### TASK TO COMPLETE
Your answer must hold only the lines below from the line containing "Each <instance> block" through the line containing "box: [3, 89, 15, 111]", each reproduced exactly.

### MATERIAL FOR THIS EXERCISE
▬▬▬▬▬▬▬▬▬▬
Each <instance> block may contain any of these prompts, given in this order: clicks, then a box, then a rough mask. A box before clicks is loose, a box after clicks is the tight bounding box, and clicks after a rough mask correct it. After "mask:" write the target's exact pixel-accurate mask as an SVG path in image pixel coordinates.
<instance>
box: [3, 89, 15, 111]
▬▬▬▬▬▬▬▬▬▬
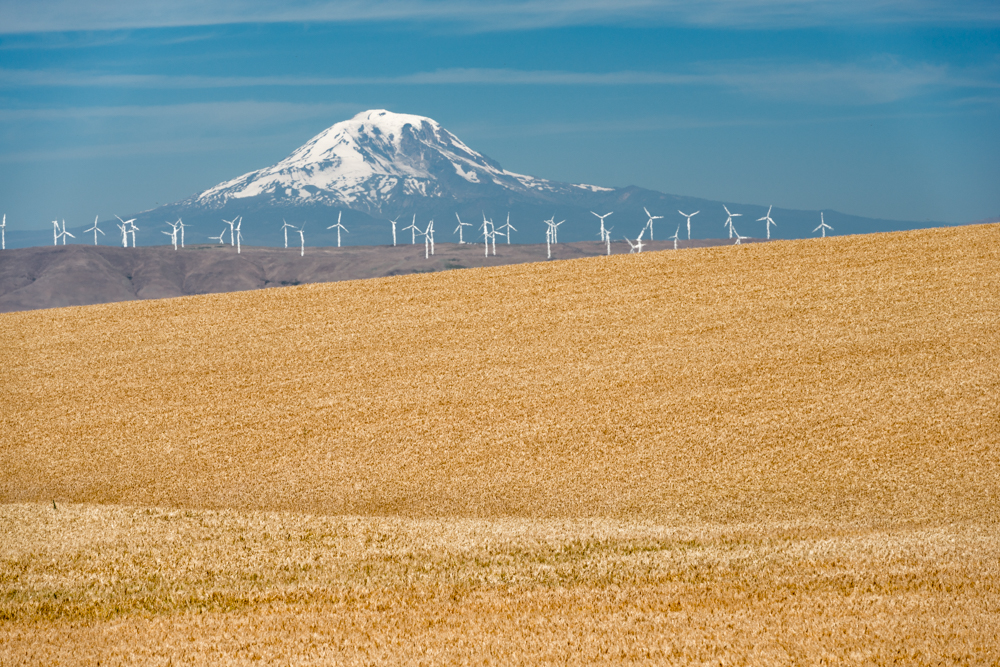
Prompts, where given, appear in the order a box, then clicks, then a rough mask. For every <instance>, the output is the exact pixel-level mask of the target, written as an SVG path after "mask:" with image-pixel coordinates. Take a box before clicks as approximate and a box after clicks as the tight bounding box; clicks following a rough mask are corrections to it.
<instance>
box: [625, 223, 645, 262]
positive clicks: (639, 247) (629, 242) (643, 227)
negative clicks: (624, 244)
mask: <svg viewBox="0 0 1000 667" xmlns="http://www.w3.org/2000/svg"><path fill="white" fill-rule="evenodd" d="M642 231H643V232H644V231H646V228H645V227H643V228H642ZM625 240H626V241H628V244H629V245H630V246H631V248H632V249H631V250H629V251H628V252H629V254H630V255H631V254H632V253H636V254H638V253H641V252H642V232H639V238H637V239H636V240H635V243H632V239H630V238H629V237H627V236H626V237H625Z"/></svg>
▬▬▬▬▬▬▬▬▬▬
### ANSWER FOR THIS EXERCISE
Each <instance> block may contain any of these prompts, given in this order: clicks, then a box, then a rough mask. A box before clicks is loose, a box after clicks is the tight bounding box, and clicks after a rough mask correct it. After "mask:" write the target's exact pixel-accurate mask as an SVG path in image pixel coordinates.
<instance>
box: [3, 89, 15, 111]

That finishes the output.